→ **Problem to work on**
Render the material below as a two-column CSV with the header row instruction,points. Give one row for each instruction, with the instruction in the first column and its answer in the second. Put each field in double quotes and replace any line breaks inside it with spaces.

══ Dataset ══

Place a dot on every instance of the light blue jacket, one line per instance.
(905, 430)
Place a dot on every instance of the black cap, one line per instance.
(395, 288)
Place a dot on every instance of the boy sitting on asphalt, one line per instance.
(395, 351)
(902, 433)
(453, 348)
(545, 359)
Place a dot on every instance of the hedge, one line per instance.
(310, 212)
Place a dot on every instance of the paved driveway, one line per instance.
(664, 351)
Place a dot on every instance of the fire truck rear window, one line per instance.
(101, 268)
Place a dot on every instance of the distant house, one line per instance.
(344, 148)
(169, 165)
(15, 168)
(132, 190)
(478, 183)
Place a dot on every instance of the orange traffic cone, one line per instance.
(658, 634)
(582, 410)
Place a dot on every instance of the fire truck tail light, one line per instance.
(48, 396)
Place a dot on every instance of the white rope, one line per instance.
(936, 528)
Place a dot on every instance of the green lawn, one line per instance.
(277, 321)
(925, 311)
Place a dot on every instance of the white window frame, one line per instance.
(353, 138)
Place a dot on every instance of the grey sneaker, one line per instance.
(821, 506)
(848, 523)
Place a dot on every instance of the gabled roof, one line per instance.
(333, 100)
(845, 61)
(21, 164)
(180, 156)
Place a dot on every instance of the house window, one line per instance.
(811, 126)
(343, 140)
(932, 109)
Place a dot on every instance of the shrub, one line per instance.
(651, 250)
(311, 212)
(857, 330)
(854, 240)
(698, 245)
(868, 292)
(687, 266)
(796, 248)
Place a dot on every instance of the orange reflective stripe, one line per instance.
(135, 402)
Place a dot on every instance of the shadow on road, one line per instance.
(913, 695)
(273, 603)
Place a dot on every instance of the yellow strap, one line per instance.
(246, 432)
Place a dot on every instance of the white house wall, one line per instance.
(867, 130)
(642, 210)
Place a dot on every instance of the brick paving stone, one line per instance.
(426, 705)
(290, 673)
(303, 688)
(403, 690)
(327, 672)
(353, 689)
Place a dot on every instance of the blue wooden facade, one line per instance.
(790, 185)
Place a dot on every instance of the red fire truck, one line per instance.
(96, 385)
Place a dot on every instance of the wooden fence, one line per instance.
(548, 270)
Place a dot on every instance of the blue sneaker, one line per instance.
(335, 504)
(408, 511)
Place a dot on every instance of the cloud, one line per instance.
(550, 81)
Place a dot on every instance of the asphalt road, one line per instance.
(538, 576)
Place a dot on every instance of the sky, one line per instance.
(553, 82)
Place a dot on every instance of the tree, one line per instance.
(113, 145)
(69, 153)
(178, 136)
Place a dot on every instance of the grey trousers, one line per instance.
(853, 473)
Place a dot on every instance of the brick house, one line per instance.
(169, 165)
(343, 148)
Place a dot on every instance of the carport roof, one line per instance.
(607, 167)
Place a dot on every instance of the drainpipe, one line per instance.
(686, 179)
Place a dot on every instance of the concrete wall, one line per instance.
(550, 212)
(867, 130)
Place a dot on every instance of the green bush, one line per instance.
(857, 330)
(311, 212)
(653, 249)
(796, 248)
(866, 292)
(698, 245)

═══

→ **Solution to this task**
instruction,points
"Place a dot on every instance of the light blue jacket, one line per instance.","(905, 430)"
"Place a dot on every instance of the black cap, one line per instance.","(395, 288)"
"Place a dot on every instance of the boy sitting on asphalt, one line per instance.","(395, 351) (902, 433) (453, 348) (545, 359)"
"Place a dot on every instance of the hedge, one line per instance.","(310, 212)"
"Place a dot on every instance of the paved driveway, one line per instance.","(664, 351)"
"Place a dot on every instance of the fire truck rear window, one line per instance.","(101, 268)"
"Place a dot on every instance of the distant house, one line per instance.","(344, 148) (169, 165) (15, 168) (132, 190) (478, 183)"
"Place a dot on every instance of the orange traffic cone, one line per instance.","(658, 634) (582, 410)"
"Place a dot on every instance of the fire truck tail light, one line per instance.","(48, 396)"
"Place a dot on every instance of the white rope, one line per instance.","(936, 528)"
"Place a dot on every instance of the green lawn, one line per instance.","(277, 321) (925, 311)"
"Place a dot on every instance of the white window frame, one line per instance.","(353, 138)"
"Place a dot on every instance of the grey sneaker, one line per instance.","(821, 506) (848, 523)"
"Place a dot on every instance of the gabled roof, one line per instance.","(333, 100) (845, 61) (21, 164) (180, 156)"
"Place a dot on every instance of the house window, one line per instance.","(811, 126) (343, 140) (932, 109)"
"Place a dot on every instance of the shrub, one line per instance.","(651, 250) (311, 212) (857, 330) (854, 240) (698, 245) (868, 292) (687, 266) (796, 248)"
"Place a dot on every instance of the orange reflective stripe, one line per instance.","(135, 402)"
"Place a dot on every instance of the shadow on road, one line per instance.","(913, 695) (273, 603)"
"Place a dot on every instance of the yellow strap, one line per instance.","(246, 432)"
"Place a dot on every instance of the white house wall, one line per instance.","(867, 130) (642, 210)"
"Place a dot on every instance of the brick paving stone, one line per instance.","(426, 705) (290, 673) (303, 688) (403, 690) (327, 672) (353, 689)"
"Place a dot on every instance of the blue wooden facade, one line per instance.","(790, 185)"
"Place a dot on every instance of the red fire truck, one line per instance.","(96, 385)"
"Place a dot on every instance of the wooden fence, one line per instance.","(548, 270)"
"Place a dot on every instance of the blue sneaker, one line per instance.","(335, 504) (408, 511)"
"Place a dot on every instance of the cloud, one line per instance.","(550, 81)"
"Place a dot on every instance of the asphalt road, one line per instance.","(538, 576)"
"Place a dot on every instance of the sky, one line per instance.","(553, 82)"
"Place a dot on every instance of the tree, one line per instance.","(113, 145) (69, 153) (178, 136)"
"Place a dot on every instance of the grey trousers, one line per instance.","(853, 473)"
"Place a dot on every instance of the brick house, one line per instance.","(169, 165) (343, 148)"
"Place a dot on every instance of the carport roof, one line per instance.","(607, 167)"
"Place a dot on every instance of the drainpipe, one line per instance.","(686, 179)"
"Place a dot on every instance of the concrete wall, one line per instance.","(550, 212) (867, 130)"
"Place a dot on every instance of the green bush, one line per instance.","(857, 330) (311, 212) (653, 249) (796, 248) (866, 292) (698, 245)"